EXERCISE DIRECTIONS » Continue the steepest descent text below from its last line, picking up the jq code at the point where it stops.

Testing steepest descent method:
The minimum is at x = 0.107627, y = -1.223260 for which f(x, y) = -0.750063.

J

Works with: Jsoftware

Library: math/calculus

In earlier versions without calculus library, D. can be used instead of pderiv

load 'math/calculus'
coinsert 'jcalculus'

NB. initial guess

go=: 0.1 _1

NB. function

func=: monad define
'xp yp' =. y
((1-xp)*(1-xp) * ]  ^-(yp)^2) + yp*(yp+2)* ] ^ _2 * xp^2   NB. evaluates from right to left without precedence
)

NB. gradient descent

shortygd =: monad define
go=.y
go=. go - 0.03 * func pderiv 1 ] go   NB. use D. instead of pderiv for earlier versions
)

NB. use: 

shortygd ^:_ go

Output:

0.107627 _1.22326

jq

Adapted from Go

Works with jq and gojq, the C and Go implementations of jq

The function, g, and its gradient, gradG, are defined as 0-arity filters so that they can be passed as formal parameters to the `steepestDescent` function.

def sq: .*.;

def ss(stream): reduce stream as $x (0; . + ($x|sq));

# Function for which minimum is to be found: input is a 2-array
def g:
  . as $x
  | (($x[0]-1)|sq) *
        (( - ($x[1]|sq))|exp) + $x[1]*($x[1]+2) *
        ((-2*($x[0]|sq))|exp);

# Provide a rough calculation of gradient g(p):
def gradG:
  . as [$x, $y]
  | ($x*$x) as $x2
  | [2*($x-1)*(-($y|sq)|exp) - 4 * $x * (-2*($x|sq)|exp) * $y*($y+2),
     - 2*($x-1)*($x-1)*$y*((-$y*$y)|exp)
	    + ((-2*$x2)|exp)*($y+2) + ((-2*$x2)|exp)*$y] ;

def steepestDescent(g; gradG; $x; $alpha; $tolerance):
  ($x|length) as $n
  | {g0   : (x|g),          # Initial estimate of result
     alpha: $alpha,
        fi: ($x|gradG),      # Calculate initial gradient
	 x: $x,
     iterations: 0
    }

   # Calculate initial norm:
   | .delG = (ss( .fi[] ) | sqrt )

RECORD EXTRACTS »
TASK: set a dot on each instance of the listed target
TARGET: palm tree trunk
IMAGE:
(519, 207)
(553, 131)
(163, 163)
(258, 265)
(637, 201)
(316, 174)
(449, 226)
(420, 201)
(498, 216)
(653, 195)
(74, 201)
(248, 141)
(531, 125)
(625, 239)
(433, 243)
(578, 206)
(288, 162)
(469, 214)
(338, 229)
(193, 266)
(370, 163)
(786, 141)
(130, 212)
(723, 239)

WRITTEN RESPONSE »
   | .b = .alpha/.delG

   # Iterate until value is <= $tolerance:
   | until (.delG <= $tolerance;
        .iterations += 1 
        # Calculate next value:
        | reduce range(0; $n) as $i(.;
	    .x[$i] +=  (- .b * .fi[$i]) )

        # Calculate next gradient:
        | .fi = (.x|gradG)

        # Calculate next norm:
        | .delG = (ss( .fi[] ) | sqrt)
        | .b = .alpha/.delG

        # Calculate next value:
        | .g1 = (.x|g)

        # Adjust parameter:
        | if .g1 > .g0
          then .alpha /= 2
          else .g0 = .g1
          end
       ) ;

def tolerance: 0.0000006;
def alpha: 0.1;
def x: [0.1, -1]; # Initial guess of location of minimum.

def task:
  steepestDescent(g; gradG; x; alpha; tolerance)
  | "Testing the steepest descent method:",
    "After \(.iterations) iterations,",
    "the minimum is at x = \(.x[0]), y = \(.x[1]) for which f(x, y) = \(.x|g)." ;

task

Output:

Testing the steepest descent method:
After 24 iterations,
the minimum is at x = 0.10762682432948058, y = -1.2232596548816101 for which f(x, y) = -0.7500634205514924.

Julia

using Optim, Base.MathConstants

f(x) = (x[1] - 1) * (x[1] - 1) * e^(-x[2]^2) + x[2] * (x[2] + 2) * e^(-2 * x[1]^2)

println(optimize(f, [0.1, -1.0], GradientDescent()))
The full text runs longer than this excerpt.